Aim of the task: Please report every line below that contains the word "metal", copying each one in full.
** Begin Data excerpts **
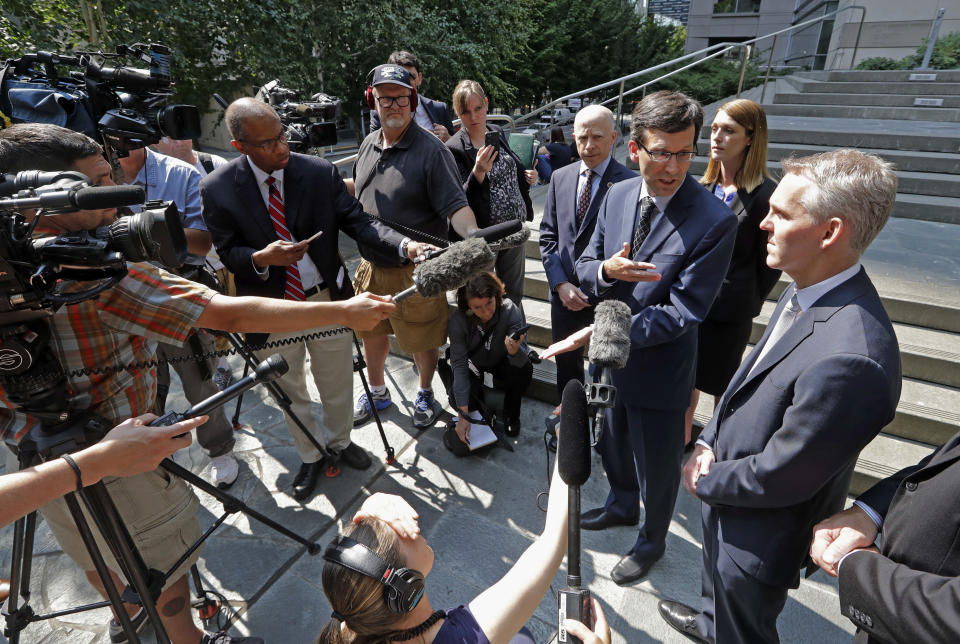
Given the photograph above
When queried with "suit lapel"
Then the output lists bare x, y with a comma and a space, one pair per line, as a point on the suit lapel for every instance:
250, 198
** End Data excerpts **
** Begin Data excerpts **
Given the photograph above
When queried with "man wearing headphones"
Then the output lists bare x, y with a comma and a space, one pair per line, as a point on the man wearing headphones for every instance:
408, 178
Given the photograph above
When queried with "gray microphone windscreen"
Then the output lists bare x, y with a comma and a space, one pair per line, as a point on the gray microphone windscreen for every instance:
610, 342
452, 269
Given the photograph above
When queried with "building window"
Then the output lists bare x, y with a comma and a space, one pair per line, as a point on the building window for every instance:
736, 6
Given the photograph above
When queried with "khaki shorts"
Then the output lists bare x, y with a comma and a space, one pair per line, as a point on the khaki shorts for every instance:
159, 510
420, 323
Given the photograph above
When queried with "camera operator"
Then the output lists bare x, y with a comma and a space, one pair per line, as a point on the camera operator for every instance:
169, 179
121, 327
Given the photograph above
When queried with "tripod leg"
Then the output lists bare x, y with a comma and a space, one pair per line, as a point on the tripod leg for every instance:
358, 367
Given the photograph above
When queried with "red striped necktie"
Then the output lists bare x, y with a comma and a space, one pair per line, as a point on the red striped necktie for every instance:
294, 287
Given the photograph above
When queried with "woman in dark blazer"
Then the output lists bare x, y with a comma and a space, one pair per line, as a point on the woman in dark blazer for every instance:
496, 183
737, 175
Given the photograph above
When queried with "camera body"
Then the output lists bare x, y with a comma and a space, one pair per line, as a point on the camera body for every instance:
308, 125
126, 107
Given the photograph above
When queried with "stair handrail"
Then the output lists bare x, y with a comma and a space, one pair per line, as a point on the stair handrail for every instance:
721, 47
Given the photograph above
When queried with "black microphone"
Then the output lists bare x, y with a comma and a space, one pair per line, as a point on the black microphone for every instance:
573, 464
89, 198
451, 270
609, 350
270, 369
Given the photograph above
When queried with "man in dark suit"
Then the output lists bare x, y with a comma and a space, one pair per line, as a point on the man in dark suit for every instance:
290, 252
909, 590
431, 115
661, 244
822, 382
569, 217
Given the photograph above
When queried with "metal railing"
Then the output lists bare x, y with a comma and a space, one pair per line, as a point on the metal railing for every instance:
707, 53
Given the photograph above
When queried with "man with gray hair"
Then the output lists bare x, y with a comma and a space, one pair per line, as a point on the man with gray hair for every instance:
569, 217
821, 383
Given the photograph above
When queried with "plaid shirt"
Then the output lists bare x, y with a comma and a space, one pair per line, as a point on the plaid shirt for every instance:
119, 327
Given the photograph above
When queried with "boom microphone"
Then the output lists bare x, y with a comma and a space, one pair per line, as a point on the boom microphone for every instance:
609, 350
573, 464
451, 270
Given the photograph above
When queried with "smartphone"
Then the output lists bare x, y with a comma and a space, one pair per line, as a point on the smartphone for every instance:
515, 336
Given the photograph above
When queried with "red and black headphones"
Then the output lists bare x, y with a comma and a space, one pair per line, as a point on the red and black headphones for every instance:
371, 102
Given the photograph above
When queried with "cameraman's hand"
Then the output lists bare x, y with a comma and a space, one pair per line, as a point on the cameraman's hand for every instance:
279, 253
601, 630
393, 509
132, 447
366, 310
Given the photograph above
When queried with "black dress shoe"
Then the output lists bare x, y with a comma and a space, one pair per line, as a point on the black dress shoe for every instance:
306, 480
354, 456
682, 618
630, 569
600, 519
** End Data excerpts **
The solution:
When queried with "metal railing"
Then the output lists bare x, y with a comma and a space, one pair per line, as a point on the metal railing for every instance:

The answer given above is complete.